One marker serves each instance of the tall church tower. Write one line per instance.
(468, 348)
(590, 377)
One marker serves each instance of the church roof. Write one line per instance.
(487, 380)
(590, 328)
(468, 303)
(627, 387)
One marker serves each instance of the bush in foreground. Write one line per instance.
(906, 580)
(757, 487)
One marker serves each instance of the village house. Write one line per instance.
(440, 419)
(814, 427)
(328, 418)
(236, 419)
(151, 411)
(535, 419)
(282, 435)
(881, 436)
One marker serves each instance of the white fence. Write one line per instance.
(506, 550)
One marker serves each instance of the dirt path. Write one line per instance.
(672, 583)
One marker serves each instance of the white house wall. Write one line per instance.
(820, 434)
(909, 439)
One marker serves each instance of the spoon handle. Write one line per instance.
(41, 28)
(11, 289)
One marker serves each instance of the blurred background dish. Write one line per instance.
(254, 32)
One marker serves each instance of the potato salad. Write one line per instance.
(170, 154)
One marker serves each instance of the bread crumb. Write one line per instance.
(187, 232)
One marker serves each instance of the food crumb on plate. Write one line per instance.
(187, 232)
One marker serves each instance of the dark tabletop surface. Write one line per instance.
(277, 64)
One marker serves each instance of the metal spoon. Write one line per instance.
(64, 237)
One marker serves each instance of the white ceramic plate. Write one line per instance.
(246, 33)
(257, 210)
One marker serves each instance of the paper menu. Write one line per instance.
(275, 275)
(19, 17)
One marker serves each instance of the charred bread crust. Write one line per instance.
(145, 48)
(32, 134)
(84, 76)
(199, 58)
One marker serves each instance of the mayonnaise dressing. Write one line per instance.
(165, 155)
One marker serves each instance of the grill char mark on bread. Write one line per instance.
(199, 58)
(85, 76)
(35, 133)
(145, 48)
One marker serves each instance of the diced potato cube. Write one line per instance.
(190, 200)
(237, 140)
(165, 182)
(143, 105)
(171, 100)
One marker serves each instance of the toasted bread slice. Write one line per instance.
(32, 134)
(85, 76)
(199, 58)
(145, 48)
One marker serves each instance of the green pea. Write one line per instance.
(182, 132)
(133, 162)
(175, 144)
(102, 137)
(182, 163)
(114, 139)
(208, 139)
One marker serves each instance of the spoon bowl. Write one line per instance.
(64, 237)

=====

Copy all of the items above word for word, from the first line through the last.

- **SOLUTION TO THIS TASK**:
One marker serves each instance of the tall church tower. Write one line per instance.
(468, 348)
(590, 377)
One marker serves each instance of the church roof. Write one line per instance.
(487, 380)
(590, 328)
(468, 303)
(627, 387)
One marker serves each instance of the bush in foreground. Write one line per instance.
(906, 580)
(757, 487)
One marker serves each instance of the village house. Write one line per instance.
(440, 419)
(814, 427)
(328, 418)
(236, 419)
(151, 411)
(535, 419)
(282, 435)
(881, 436)
One marker serves each instance of the white fence. Write one line per instance.
(506, 550)
One marker serves each instance of the dirt path. Write one line per instance.
(672, 583)
One marker serves each instance of the white house wall. Write one line per instance.
(820, 434)
(909, 439)
One marker serves each instance of the spoon handle. Write one line per instance.
(41, 28)
(11, 289)
One marker serves each instance of the blurred background dish. Write one line per instance.
(254, 32)
One marker serves each instance of the potato salad. Write one line per instance.
(170, 154)
One marker serves each instance of the bread crumb. Write one line per instance.
(187, 232)
One marker serves each instance of the food crumb on plate. Write one line per instance.
(187, 232)
One marker serves each instance of the dark tabletop surface. Write one line per instance.
(277, 64)
One marker serves each instance of the metal spoon. Write one line per instance.
(64, 237)
One marker serves each instance of the white ceramic plate. Write one line per instance.
(246, 33)
(257, 210)
One marker serves each instance of the paper menu. Write one line per instance.
(275, 275)
(19, 17)
One marker serves each instance of the charred bread crust. Write one line per instance.
(145, 48)
(32, 134)
(84, 76)
(199, 58)
One marker serves each instance of the mayonnaise dressing. Write one line per instance.
(165, 155)
One marker serves each instance of the grill char mark on bread. Write one line per instance.
(199, 58)
(85, 76)
(35, 133)
(145, 48)
One marker serves each instance of the diced potato cube. Write one line per instance.
(190, 200)
(237, 140)
(165, 182)
(143, 105)
(171, 100)
One marker serves each instance of the toasted bread slice. Write one line per instance.
(32, 134)
(85, 76)
(199, 58)
(145, 48)
One marker serves each instance of the green pea. Write one line per instance.
(182, 132)
(133, 162)
(175, 144)
(102, 137)
(182, 163)
(114, 139)
(208, 139)
One marker serves each instance of the spoon bowl. Write one line per instance.
(64, 237)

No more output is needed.